Document section:
= Beginning of Section =

To address narrow LLM inference cache coverage, high cross-domain access latency, and low hit rates in LEO satellite constellations, this paper proposes the first globally designed key-value caching (KVC) protocol tailored for LEO constellations. It leverages inter-satellite free-space optical (FSO) links to establish a single-hop-accessible distributed edge caching network. Methodologically, the approach integrates FSO/inter-satellite link (ISL) communication, Transformer key-value (KV) cache compression, and lightweight Linux-based embedded cluster deployment (Intel NUC + Jetson Nano). Its key innovation lies in enabling cross-satellite collaborative cache management, thereby overcoming geographical and latency constraints inherent in terrestrial edge caching. Simulation results demonstrate a 37% improvement in cache hit rate and a 42% reduction in end-to-end inference latency. A five-node prototype system delivers real-time LLM caching services under a virtual constellation scale of 19×5 satellites.

We expand the scope of cache memory to include LEO constellations, which are highly distributed systems with thousands of satellites connected with free-space optics inter-satellite links (ISL) always only one hop from any point on earth. We show how to increase the number of cache hits and improve the speed of inference for the important use case of LLMs. These benefits apply not only to LLMs, both terrestrially hosted and on satellites, but also generalize to any cache distributed over multiple locations that needs to be accessed in a timely manner. We show the benefit of our key value cache (KVC) protocol in simulations and present a proof-of-concept implementation of the protocol for KVCs on a testbed comprising 5 Intel NUC Linux mini PCs hosting a 19x5 constellation, with an NVIDIA Jetson Nano 8GB GPU hosting the LLM.

= End of Section =

Task brief:
In the text on caching for LLMs across LEO satellite constellations, by how much did the simulations improve the cache hit rate?

(Entries taken from a collection)

= Beginning of Section =

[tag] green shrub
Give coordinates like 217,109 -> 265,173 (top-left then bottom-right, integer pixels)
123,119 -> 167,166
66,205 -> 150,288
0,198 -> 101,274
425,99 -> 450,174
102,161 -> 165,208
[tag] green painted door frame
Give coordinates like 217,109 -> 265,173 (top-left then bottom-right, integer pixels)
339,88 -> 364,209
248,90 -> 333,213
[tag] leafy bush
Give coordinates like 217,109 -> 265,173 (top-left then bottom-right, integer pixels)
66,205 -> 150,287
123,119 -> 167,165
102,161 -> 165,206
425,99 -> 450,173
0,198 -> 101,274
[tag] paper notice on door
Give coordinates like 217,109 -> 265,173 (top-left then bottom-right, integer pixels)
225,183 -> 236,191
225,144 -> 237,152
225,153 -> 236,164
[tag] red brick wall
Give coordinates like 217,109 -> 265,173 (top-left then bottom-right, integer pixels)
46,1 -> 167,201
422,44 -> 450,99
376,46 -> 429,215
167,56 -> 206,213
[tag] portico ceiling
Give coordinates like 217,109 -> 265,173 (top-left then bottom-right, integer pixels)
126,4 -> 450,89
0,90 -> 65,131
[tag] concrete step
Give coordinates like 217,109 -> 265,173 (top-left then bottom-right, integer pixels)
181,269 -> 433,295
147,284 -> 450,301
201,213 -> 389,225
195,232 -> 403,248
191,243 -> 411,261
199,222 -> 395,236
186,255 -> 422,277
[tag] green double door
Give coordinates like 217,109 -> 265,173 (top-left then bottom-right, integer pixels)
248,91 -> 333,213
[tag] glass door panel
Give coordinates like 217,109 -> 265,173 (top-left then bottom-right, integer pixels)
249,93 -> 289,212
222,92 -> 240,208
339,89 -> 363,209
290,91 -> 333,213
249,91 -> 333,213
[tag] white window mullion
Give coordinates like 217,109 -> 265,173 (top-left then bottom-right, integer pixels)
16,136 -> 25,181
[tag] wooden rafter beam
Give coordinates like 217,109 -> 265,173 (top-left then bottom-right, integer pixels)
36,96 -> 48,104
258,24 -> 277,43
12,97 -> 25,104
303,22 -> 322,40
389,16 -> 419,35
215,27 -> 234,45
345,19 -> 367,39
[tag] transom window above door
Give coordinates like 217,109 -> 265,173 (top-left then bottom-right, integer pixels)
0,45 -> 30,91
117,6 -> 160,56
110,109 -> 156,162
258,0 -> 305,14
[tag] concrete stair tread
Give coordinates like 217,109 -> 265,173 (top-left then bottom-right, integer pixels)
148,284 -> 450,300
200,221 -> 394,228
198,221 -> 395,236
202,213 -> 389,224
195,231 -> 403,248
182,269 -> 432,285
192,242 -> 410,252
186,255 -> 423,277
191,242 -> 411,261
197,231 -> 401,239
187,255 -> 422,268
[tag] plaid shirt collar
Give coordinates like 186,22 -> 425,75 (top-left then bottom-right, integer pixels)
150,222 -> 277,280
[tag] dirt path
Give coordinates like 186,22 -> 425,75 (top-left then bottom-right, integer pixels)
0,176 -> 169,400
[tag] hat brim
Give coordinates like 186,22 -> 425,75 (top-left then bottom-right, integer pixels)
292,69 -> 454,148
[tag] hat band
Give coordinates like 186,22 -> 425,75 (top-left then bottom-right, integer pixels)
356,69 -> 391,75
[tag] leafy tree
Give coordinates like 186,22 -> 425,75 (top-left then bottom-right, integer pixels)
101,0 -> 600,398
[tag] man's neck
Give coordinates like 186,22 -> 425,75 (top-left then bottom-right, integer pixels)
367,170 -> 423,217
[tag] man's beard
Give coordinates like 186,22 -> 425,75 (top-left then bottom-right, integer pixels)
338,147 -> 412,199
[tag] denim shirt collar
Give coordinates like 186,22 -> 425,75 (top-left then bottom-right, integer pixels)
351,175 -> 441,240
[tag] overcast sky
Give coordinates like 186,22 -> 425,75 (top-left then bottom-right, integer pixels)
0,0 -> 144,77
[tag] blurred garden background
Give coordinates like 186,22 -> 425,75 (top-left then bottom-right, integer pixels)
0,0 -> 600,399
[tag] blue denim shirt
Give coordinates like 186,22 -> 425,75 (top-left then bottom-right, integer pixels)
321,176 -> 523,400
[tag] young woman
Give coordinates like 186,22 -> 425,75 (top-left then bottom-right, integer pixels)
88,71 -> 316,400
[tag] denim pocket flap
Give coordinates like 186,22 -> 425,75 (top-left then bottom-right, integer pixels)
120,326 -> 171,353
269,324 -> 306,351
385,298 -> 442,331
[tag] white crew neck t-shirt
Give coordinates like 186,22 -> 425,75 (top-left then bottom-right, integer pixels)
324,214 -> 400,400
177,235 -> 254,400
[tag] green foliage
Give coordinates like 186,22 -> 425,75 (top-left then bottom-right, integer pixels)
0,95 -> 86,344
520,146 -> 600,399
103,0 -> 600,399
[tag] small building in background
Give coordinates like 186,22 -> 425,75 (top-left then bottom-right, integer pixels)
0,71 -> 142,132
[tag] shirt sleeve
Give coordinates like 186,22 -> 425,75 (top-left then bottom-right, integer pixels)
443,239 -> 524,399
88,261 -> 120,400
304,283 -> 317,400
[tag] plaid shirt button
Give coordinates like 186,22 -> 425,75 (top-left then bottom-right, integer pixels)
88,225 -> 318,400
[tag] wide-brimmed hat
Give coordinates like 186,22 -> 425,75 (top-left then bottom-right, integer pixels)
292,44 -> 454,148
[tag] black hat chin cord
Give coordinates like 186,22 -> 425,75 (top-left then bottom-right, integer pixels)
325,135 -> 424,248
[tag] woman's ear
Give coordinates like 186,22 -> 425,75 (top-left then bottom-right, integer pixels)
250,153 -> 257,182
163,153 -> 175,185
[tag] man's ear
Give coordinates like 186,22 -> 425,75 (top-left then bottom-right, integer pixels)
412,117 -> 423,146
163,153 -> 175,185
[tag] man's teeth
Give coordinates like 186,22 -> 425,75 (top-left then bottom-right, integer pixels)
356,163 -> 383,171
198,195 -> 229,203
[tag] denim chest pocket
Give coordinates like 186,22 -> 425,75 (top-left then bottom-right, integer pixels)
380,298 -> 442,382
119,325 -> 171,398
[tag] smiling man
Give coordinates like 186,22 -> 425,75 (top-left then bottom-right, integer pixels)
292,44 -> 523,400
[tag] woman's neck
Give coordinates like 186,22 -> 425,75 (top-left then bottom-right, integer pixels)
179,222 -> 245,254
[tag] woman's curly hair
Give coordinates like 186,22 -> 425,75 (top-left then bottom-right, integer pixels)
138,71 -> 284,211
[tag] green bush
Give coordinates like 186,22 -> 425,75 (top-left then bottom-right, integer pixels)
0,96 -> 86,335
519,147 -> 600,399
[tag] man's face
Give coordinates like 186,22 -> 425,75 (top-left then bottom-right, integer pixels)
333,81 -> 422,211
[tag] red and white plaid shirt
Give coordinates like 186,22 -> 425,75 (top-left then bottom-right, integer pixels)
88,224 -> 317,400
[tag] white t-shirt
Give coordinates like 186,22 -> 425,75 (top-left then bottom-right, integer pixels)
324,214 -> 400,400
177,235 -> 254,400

= End of Section =

The answer:
By 37%.